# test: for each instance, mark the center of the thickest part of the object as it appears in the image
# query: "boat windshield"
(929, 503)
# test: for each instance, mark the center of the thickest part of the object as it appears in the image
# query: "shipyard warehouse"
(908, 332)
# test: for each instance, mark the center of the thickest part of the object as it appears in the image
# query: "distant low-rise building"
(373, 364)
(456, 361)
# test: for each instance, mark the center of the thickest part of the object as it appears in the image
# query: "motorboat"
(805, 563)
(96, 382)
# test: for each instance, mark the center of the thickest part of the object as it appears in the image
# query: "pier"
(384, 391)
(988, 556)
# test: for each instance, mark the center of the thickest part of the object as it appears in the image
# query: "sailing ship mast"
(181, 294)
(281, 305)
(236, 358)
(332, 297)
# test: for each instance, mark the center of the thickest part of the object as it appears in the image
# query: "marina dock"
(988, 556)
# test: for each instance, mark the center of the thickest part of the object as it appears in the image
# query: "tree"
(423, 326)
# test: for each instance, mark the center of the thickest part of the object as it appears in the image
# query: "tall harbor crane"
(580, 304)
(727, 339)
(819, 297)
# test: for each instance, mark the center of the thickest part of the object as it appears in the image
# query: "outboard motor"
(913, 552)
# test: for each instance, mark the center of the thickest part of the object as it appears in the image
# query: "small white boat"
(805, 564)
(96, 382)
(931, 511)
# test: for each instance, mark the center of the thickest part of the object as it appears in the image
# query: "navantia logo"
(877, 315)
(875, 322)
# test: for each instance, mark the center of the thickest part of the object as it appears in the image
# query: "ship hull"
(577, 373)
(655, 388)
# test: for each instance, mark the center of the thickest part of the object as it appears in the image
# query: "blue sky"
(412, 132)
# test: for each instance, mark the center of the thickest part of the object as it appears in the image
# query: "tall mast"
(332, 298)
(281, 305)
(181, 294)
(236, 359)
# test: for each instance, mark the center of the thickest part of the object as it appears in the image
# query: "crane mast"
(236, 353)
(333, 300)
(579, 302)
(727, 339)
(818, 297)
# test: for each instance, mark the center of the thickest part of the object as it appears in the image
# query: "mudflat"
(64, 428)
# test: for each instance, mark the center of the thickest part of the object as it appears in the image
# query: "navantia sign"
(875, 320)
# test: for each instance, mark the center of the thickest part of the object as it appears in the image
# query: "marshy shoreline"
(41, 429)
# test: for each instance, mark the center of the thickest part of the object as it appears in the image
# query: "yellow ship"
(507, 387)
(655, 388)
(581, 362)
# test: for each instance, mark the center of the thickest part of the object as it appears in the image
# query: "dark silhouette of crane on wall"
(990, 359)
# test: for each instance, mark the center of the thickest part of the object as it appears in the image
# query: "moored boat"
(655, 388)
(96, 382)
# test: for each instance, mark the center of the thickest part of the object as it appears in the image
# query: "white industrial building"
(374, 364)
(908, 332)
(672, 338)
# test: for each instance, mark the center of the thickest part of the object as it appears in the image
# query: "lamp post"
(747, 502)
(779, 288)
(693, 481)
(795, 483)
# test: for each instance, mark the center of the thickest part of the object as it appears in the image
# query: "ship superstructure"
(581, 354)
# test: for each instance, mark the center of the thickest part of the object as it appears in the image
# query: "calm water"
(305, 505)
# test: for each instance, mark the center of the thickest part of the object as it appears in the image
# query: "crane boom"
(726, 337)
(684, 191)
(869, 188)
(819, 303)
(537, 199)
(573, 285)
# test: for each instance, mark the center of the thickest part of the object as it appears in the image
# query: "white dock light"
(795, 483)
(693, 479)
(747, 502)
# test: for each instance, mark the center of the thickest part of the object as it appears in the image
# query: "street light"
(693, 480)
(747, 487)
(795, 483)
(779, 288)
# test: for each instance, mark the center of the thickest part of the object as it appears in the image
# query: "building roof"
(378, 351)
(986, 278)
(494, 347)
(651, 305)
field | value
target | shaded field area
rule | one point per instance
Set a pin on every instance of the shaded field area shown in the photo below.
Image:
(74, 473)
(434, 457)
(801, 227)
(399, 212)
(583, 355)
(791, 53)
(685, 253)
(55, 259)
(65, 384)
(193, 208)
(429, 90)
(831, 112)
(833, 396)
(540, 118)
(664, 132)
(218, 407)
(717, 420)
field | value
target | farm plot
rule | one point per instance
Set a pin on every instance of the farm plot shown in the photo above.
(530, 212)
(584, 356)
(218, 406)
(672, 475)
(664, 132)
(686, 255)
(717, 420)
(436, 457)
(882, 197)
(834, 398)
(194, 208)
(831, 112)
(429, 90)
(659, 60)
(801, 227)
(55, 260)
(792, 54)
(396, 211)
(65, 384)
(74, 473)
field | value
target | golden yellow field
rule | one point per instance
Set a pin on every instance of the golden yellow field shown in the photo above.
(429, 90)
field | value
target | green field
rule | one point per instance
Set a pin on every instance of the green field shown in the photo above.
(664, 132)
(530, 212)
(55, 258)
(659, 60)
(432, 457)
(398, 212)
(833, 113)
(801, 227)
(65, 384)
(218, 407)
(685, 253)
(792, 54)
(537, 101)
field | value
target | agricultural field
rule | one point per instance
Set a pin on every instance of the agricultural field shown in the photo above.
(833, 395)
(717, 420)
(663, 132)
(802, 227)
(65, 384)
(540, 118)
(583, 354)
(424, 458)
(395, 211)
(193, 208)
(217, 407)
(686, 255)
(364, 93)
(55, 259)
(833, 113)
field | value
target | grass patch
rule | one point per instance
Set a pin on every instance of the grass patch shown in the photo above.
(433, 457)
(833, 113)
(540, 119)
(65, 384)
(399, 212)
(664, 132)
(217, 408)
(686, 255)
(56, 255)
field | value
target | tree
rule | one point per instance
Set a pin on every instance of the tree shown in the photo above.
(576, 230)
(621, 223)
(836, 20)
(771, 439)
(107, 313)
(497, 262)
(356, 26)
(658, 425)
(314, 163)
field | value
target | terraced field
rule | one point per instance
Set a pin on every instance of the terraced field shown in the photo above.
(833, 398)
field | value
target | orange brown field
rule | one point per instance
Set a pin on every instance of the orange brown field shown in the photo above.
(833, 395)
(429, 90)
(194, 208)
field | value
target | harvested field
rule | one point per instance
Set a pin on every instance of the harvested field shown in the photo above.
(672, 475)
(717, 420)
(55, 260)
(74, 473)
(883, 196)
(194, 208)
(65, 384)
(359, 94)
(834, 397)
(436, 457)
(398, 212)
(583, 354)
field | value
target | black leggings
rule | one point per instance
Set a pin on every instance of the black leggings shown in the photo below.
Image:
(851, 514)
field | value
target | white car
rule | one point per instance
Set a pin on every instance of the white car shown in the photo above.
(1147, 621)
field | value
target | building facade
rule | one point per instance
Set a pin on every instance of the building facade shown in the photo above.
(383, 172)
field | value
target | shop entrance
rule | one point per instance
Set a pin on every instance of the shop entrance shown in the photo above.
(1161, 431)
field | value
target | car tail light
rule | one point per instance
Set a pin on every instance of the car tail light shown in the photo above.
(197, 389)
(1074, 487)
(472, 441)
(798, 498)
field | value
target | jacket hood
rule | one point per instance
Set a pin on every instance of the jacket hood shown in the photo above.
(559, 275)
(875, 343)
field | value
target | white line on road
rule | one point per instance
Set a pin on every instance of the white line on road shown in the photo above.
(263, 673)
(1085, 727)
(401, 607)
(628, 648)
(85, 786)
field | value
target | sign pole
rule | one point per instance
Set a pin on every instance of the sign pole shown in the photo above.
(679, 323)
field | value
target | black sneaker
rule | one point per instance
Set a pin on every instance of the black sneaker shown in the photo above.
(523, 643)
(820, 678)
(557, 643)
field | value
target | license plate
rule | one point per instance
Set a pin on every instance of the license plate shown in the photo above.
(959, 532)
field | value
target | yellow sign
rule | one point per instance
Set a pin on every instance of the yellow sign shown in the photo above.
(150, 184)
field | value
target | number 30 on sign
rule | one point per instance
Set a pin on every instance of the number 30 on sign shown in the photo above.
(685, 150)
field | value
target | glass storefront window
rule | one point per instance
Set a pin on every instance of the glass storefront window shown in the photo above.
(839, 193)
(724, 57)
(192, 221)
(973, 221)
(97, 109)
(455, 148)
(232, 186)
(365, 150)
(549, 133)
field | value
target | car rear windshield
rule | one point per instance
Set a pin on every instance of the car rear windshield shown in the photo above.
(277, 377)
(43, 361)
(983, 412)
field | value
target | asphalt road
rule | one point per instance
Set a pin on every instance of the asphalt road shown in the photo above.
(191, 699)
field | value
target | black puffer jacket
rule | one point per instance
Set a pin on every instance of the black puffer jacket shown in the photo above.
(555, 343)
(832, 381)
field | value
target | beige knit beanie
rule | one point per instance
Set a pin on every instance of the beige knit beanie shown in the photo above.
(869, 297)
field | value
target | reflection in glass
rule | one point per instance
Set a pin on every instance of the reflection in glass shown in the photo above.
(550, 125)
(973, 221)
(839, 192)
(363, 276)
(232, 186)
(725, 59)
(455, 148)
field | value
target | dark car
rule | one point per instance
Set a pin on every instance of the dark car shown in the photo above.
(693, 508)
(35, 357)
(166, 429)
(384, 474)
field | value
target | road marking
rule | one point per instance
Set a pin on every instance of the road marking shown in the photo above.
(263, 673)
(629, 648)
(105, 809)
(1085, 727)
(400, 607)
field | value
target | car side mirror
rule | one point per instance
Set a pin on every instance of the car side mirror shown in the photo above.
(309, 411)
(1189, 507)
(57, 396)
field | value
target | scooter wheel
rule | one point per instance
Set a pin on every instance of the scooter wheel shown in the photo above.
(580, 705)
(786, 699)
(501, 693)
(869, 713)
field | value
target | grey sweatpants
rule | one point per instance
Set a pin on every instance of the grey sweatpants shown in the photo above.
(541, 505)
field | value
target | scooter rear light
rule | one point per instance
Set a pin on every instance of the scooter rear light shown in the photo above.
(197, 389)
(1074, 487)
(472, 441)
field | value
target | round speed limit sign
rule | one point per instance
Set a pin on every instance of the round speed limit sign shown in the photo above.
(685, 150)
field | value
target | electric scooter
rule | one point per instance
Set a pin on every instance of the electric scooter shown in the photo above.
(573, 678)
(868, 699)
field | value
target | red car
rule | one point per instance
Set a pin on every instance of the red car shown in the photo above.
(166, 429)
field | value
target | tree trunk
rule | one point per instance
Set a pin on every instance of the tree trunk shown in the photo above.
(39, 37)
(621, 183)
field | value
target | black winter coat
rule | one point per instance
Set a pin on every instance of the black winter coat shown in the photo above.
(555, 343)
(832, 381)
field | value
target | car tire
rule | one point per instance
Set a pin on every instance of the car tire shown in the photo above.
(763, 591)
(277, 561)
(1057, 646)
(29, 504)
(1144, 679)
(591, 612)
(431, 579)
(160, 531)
━━━━━━━━━━
### WHAT THIS TASK INVOLVES:
Filter the listing above and copy every line that contains the word "facade".

### WRITTEN RESPONSE:
target | building facade
Set a pin on every instance of the building facade shown in the photo above.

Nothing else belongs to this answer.